■ Work to complete: Keep every word the same. Repeat the records without their images.

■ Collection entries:
• • • • • • •

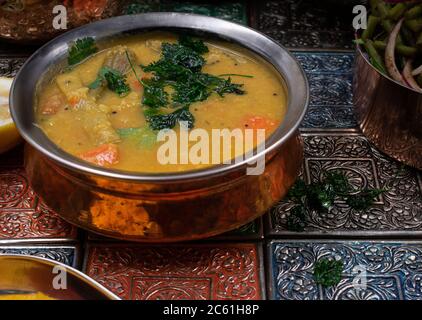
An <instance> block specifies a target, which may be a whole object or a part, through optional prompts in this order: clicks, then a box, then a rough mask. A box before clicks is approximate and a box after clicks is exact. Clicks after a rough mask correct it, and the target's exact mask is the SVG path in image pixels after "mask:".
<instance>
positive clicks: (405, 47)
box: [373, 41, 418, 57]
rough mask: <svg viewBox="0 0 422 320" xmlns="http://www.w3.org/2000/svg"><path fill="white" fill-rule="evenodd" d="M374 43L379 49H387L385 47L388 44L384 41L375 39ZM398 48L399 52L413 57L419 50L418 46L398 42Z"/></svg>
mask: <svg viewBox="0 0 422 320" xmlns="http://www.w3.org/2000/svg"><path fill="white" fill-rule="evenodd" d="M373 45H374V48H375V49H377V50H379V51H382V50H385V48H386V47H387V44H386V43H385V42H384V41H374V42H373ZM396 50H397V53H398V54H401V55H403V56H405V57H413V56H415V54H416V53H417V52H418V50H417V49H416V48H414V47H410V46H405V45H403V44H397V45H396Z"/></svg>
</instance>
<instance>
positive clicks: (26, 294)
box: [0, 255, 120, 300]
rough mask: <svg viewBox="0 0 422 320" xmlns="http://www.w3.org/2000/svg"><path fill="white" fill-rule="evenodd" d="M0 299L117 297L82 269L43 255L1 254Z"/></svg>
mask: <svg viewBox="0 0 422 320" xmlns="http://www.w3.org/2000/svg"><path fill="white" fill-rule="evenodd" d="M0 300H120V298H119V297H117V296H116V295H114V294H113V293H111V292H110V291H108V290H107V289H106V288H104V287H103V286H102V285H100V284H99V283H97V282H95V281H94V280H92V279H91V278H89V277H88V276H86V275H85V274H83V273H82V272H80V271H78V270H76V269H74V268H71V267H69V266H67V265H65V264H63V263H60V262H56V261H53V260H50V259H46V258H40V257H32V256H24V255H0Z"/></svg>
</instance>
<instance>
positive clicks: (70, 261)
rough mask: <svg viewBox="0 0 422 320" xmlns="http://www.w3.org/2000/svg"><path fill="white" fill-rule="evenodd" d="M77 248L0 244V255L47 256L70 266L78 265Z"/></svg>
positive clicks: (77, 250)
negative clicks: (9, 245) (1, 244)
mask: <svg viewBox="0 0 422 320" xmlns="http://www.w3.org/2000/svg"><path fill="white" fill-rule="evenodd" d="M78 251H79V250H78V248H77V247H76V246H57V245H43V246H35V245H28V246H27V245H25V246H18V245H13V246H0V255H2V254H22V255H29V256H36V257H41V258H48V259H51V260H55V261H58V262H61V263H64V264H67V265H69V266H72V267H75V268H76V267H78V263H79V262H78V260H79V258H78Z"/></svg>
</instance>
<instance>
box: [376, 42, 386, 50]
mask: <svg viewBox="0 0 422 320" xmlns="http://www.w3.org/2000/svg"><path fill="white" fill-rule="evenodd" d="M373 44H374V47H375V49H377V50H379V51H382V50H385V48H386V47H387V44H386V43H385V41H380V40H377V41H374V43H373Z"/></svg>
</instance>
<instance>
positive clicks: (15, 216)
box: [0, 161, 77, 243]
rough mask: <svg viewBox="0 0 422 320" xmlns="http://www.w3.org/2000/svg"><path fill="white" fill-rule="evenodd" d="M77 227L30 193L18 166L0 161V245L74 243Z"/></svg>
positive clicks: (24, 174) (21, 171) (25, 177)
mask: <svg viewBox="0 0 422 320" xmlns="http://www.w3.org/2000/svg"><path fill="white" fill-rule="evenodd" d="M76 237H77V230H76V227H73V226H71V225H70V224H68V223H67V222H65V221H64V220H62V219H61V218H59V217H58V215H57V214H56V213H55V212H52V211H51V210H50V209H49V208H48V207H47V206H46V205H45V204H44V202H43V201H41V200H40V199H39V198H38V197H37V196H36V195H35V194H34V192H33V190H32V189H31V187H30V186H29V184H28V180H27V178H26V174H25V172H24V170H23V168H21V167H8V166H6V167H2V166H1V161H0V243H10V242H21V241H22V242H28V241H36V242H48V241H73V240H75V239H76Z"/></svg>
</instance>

• • • • • • •

■ Result below:
An <instance> block specifies a target, which may be a whole object or a part, through optional prompts in this order: clicks, then a box, then a rough mask. A box before clicks is approximate and a box after clicks is exact. Clicks after a rough mask correct it, and the target's exact mask is the SVG path in image pixels after "mask:".
<instance>
positive clicks: (405, 47)
box: [373, 41, 418, 57]
rough mask: <svg viewBox="0 0 422 320" xmlns="http://www.w3.org/2000/svg"><path fill="white" fill-rule="evenodd" d="M374 43L379 49H387L385 47L388 44L384 41L375 39ZM398 48L399 52L413 57L419 50L418 46L398 42Z"/></svg>
mask: <svg viewBox="0 0 422 320" xmlns="http://www.w3.org/2000/svg"><path fill="white" fill-rule="evenodd" d="M373 45H374V48H375V49H377V50H379V51H382V50H385V48H386V47H387V44H386V43H385V42H384V41H374V42H373ZM396 50H397V53H398V54H401V55H403V56H405V57H413V56H415V54H416V53H417V52H418V50H417V49H416V48H414V47H410V46H405V45H403V44H397V45H396Z"/></svg>
</instance>
<instance>
positive clicks: (26, 294)
box: [0, 255, 120, 300]
rough mask: <svg viewBox="0 0 422 320" xmlns="http://www.w3.org/2000/svg"><path fill="white" fill-rule="evenodd" d="M0 299L117 297L82 269L43 255L1 254Z"/></svg>
mask: <svg viewBox="0 0 422 320" xmlns="http://www.w3.org/2000/svg"><path fill="white" fill-rule="evenodd" d="M0 300H120V298H119V297H117V296H116V295H114V294H113V293H111V292H110V291H108V290H107V289H106V288H104V287H103V286H102V285H100V284H99V283H97V282H95V281H94V280H92V279H91V278H89V277H88V276H86V275H85V274H83V273H82V272H80V271H78V270H76V269H74V268H71V267H69V266H67V265H65V264H63V263H60V262H56V261H53V260H50V259H46V258H40V257H32V256H24V255H0Z"/></svg>
</instance>
<instance>
positive clicks: (70, 261)
rough mask: <svg viewBox="0 0 422 320" xmlns="http://www.w3.org/2000/svg"><path fill="white" fill-rule="evenodd" d="M77 248L0 244V255L47 256L70 266L78 265Z"/></svg>
positive clicks: (77, 250)
negative clicks: (9, 245) (1, 244)
mask: <svg viewBox="0 0 422 320" xmlns="http://www.w3.org/2000/svg"><path fill="white" fill-rule="evenodd" d="M78 251H79V250H78V248H77V247H76V246H57V245H43V246H35V245H28V246H27V245H25V246H18V245H13V246H0V255H2V254H22V255H29V256H36V257H41V258H48V259H51V260H55V261H58V262H61V263H64V264H67V265H69V266H72V267H75V268H76V267H78V263H79V262H78V260H79V258H78Z"/></svg>
</instance>
<instance>
box: [376, 42, 386, 50]
mask: <svg viewBox="0 0 422 320" xmlns="http://www.w3.org/2000/svg"><path fill="white" fill-rule="evenodd" d="M373 44H374V47H375V49H377V50H379V51H382V50H385V48H386V47H387V44H386V43H385V41H380V40H377V41H374V43H373Z"/></svg>
</instance>
<instance>
positive clicks: (15, 216)
box: [0, 161, 77, 243]
rough mask: <svg viewBox="0 0 422 320" xmlns="http://www.w3.org/2000/svg"><path fill="white" fill-rule="evenodd" d="M77 227L30 193L18 166L0 161V245L74 243Z"/></svg>
positive clicks: (24, 174) (21, 171) (25, 177)
mask: <svg viewBox="0 0 422 320" xmlns="http://www.w3.org/2000/svg"><path fill="white" fill-rule="evenodd" d="M76 237H77V230H76V227H73V226H71V225H70V224H68V223H67V222H65V221H64V220H62V219H61V218H59V217H58V215H57V214H56V213H55V212H52V211H51V210H50V209H49V208H48V207H47V206H46V205H45V204H44V202H43V201H41V200H40V199H39V198H38V197H37V196H36V195H35V194H34V192H33V190H32V189H31V187H30V186H29V184H28V180H27V178H26V174H25V172H24V170H23V168H21V167H8V166H6V167H2V166H1V161H0V243H10V242H21V241H22V242H28V241H36V242H48V241H73V240H75V239H76Z"/></svg>
</instance>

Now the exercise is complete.